━━━ Material for the task

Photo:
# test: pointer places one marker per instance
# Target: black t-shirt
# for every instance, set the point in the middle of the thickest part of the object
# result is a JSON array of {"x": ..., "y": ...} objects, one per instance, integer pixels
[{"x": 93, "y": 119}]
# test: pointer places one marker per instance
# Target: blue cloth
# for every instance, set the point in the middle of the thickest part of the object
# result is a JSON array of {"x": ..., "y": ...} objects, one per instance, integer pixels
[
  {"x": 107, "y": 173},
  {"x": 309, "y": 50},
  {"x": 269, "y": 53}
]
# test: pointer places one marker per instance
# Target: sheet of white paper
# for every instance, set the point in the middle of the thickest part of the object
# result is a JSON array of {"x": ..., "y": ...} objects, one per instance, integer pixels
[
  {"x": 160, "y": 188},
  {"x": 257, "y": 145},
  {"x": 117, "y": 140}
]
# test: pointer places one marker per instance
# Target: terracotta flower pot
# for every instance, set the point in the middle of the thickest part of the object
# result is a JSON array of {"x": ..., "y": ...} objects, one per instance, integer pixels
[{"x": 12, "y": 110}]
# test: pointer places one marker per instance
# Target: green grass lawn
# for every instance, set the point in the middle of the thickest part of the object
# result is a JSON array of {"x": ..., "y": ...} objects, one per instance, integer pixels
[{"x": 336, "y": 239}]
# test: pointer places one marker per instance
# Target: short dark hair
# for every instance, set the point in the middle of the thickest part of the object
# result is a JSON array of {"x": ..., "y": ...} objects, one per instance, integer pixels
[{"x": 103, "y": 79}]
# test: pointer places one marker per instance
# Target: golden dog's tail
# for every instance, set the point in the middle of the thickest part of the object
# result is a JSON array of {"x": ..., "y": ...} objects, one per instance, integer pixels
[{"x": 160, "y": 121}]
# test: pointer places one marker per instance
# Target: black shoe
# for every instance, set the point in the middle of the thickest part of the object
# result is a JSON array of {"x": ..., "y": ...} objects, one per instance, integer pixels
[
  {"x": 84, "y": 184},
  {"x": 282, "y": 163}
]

━━━━━━

Aim of the exercise>
Reproduce each entry above character for character.

Answer section>
Photo:
# test: pointer places one marker per instance
# Target: black t-shirt
# for every instance, set the point in the middle of the thickest part of the object
# result is a JSON array of {"x": ..., "y": ...} objects, one per instance, integer pixels
[{"x": 93, "y": 119}]
# test: pointer places one marker per instance
# Target: blue cloth
# for every instance, set the point in the middle of the thickest part of the object
# result is a JSON array of {"x": ..., "y": ...} objects, one per instance, integer pixels
[
  {"x": 107, "y": 173},
  {"x": 309, "y": 50},
  {"x": 269, "y": 53}
]
# test: pointer places one marker per instance
# Target: sheet of white paper
# for every instance, set the point in the middle of the thickest part of the object
# result is a JSON array of {"x": ..., "y": ...} objects, one per instance, integer pixels
[
  {"x": 160, "y": 188},
  {"x": 257, "y": 145},
  {"x": 117, "y": 140}
]
# test: pointer places one marker per instance
# Target: terracotta flower pot
# for every instance, set the point in the middle of the thickest part of the object
# result is a JSON array of {"x": ..., "y": ...} objects, one per instance, integer pixels
[{"x": 12, "y": 110}]
# test: pointer places one marker per instance
# Target: green grass lawn
# for every instance, set the point in the middle of the thickest part of the object
# result is a JSON array of {"x": ..., "y": ...} objects, one per instance, integer pixels
[{"x": 336, "y": 239}]
# test: pointer places one marker per instance
# Target: short dark hair
# for every instance, set the point in the middle of the thickest part of the object
# result is a JSON array of {"x": ..., "y": ...} objects, one per instance, integer pixels
[{"x": 103, "y": 79}]
# test: pointer places one marker per instance
# Target: golden dog's tail
# for every instance, set the point in the middle of the thickest part of the object
# result is a JSON array of {"x": ..., "y": ...} objects, one per instance, integer pixels
[{"x": 160, "y": 121}]
# test: pointer places one marker per instance
# Target: black shoe
# for every instance, set the point in the middle of the thickest part of the object
# result is a JSON array of {"x": ..., "y": ...} objects, one per instance, integer pixels
[
  {"x": 84, "y": 184},
  {"x": 282, "y": 163}
]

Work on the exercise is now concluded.